- _ACTION ITEM_: The entries below must be restated word for word.
----- RECORD SET
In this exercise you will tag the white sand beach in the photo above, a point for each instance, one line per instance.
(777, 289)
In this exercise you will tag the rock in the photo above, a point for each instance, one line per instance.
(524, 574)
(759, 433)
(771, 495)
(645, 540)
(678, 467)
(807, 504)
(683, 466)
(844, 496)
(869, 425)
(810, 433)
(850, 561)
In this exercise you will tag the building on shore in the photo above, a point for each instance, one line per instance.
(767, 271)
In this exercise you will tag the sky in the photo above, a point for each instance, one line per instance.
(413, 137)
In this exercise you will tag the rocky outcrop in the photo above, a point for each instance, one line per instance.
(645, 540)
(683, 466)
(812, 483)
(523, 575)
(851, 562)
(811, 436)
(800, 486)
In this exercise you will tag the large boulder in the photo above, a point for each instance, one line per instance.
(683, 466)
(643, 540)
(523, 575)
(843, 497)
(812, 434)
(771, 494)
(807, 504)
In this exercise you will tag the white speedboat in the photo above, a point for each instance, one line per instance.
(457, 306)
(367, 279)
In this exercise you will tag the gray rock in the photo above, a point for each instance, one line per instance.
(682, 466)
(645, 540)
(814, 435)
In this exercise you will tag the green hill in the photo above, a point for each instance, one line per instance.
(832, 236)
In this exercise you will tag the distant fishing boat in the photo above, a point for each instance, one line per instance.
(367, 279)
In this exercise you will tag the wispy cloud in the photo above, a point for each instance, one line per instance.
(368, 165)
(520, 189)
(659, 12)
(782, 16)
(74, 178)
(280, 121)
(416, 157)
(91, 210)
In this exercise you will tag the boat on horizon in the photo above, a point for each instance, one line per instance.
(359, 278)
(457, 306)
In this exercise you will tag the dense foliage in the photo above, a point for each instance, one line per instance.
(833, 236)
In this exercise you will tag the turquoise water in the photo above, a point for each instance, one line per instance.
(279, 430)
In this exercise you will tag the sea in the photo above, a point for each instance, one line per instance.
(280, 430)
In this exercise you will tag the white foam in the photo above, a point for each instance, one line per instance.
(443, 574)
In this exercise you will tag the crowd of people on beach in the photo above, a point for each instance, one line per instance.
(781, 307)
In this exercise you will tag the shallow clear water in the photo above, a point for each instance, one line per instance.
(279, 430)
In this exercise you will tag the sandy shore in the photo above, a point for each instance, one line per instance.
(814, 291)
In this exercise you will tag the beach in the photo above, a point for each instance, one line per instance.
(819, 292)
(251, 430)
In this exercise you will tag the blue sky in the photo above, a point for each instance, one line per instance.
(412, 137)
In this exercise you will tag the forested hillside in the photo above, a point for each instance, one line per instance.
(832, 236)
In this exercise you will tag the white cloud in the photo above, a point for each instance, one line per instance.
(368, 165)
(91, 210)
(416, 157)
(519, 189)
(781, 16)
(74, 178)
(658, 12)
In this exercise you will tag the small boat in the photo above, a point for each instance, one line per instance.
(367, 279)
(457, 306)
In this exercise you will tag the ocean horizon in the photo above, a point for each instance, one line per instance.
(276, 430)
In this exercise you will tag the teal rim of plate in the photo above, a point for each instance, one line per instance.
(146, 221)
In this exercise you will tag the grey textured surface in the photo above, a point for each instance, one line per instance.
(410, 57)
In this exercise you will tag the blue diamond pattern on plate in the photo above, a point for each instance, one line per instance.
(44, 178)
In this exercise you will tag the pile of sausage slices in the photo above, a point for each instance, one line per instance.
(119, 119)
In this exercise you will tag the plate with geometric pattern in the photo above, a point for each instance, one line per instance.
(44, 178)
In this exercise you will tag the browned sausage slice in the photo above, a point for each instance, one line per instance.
----------
- _ANSWER TO THIS EXERCISE_:
In this exercise you will tag the white sand beach in the photo above, a point for each instance, one line per instance.
(777, 289)
In this exercise you will tag the rock in the photo above, a point for each instance, one line per instance.
(524, 574)
(759, 433)
(771, 495)
(645, 540)
(678, 467)
(807, 504)
(683, 466)
(844, 496)
(869, 425)
(810, 433)
(850, 561)
In this exercise you will tag the building on shore in the photo above, a point for each instance, one line per instance.
(767, 271)
In this exercise you will tag the sky in the photo above, a point for each instance, one line per instance.
(413, 137)
In this exercise you will tag the rocky outcrop in the photo above, a point for each instance, one line per instance.
(645, 540)
(683, 466)
(812, 483)
(523, 575)
(851, 562)
(811, 436)
(800, 486)
In this exercise you will tag the large boulder in the photo above, a point for each instance, one line per instance.
(683, 466)
(643, 540)
(523, 575)
(843, 497)
(812, 434)
(771, 494)
(807, 504)
In this exercise you will tag the white speedboat in the photo above, a point for each instance, one line per instance.
(457, 306)
(367, 279)
In this exercise you will tag the gray rock in the photo above, a point for each instance, one line per instance.
(682, 466)
(645, 540)
(814, 435)
In this exercise you will tag the green hill in the photo above, a point for each instance, one line per instance.
(832, 236)
In this exercise you will tag the distant fishing boat in the photo above, a point for each instance, one line per instance.
(367, 279)
In this exercise you will tag the wispy cloud in the photo above, a point for each instance, one line per instance.
(368, 165)
(520, 189)
(659, 12)
(782, 16)
(74, 178)
(280, 121)
(416, 157)
(91, 210)
In this exercise you will tag the boat on horizon in the photo above, a point for each instance, one line per instance.
(359, 278)
(457, 306)
In this exercise you will tag the dense foliage in the photo above, a point for each instance, one line per instance.
(833, 236)
In this exercise you will tag the turquoise water in the photo above, a point for each instance, one line per instance.
(279, 430)
In this exercise you will tag the sea in the photo above, a point for each instance, one line per instance.
(280, 430)
In this exercise you will tag the white foam in the photo above, a point for each instance, one line per instance.
(443, 574)
In this exercise you will tag the crowd of people on beach in the photo above, a point for each instance, one line per instance.
(781, 307)
In this exercise you will tag the shallow clear water in the photo above, a point for each instance, one line per instance.
(279, 430)
In this exercise you will tag the sandy shore in the photo above, a point for each instance, one line per instance.
(814, 291)
In this exercise you will tag the beach in the photo above, a point for each instance, one line per instance.
(819, 292)
(251, 430)
In this exercise you will tag the blue sky in the photo above, a point for each instance, one line per instance.
(412, 137)
In this exercise you will tag the forested hillside in the photo above, a point for each instance, one line per instance.
(832, 236)
In this exercise you will tag the white cloud in the photo above, a point for each instance, one line per instance.
(368, 165)
(91, 210)
(416, 157)
(519, 189)
(781, 16)
(74, 178)
(658, 12)
In this exercise you will tag the small boat in the photo above, a point for each instance, one line per instance.
(367, 279)
(457, 306)
In this exercise you will tag the ocean horizon in the photo above, a point for each instance, one line per instance.
(276, 430)
In this exercise you will tag the teal rim of plate in the photo above, a point for each instance, one line per instance.
(146, 221)
In this exercise you will tag the grey textured surface in the photo above, a point for each instance, one line per instance.
(410, 57)
In this exercise you will tag the blue diamond pattern on plate in the photo above, a point for each instance, one line per instance.
(44, 178)
In this exercise you will tag the pile of sausage slices in the photo above, a point for each instance, one line per instance.
(119, 119)
In this exercise you will tag the plate with geometric pattern in the photo above, a point for each instance, one line per instance.
(44, 178)
In this exercise you will tag the browned sausage slice in the photo above, a point for each instance, one line per instance.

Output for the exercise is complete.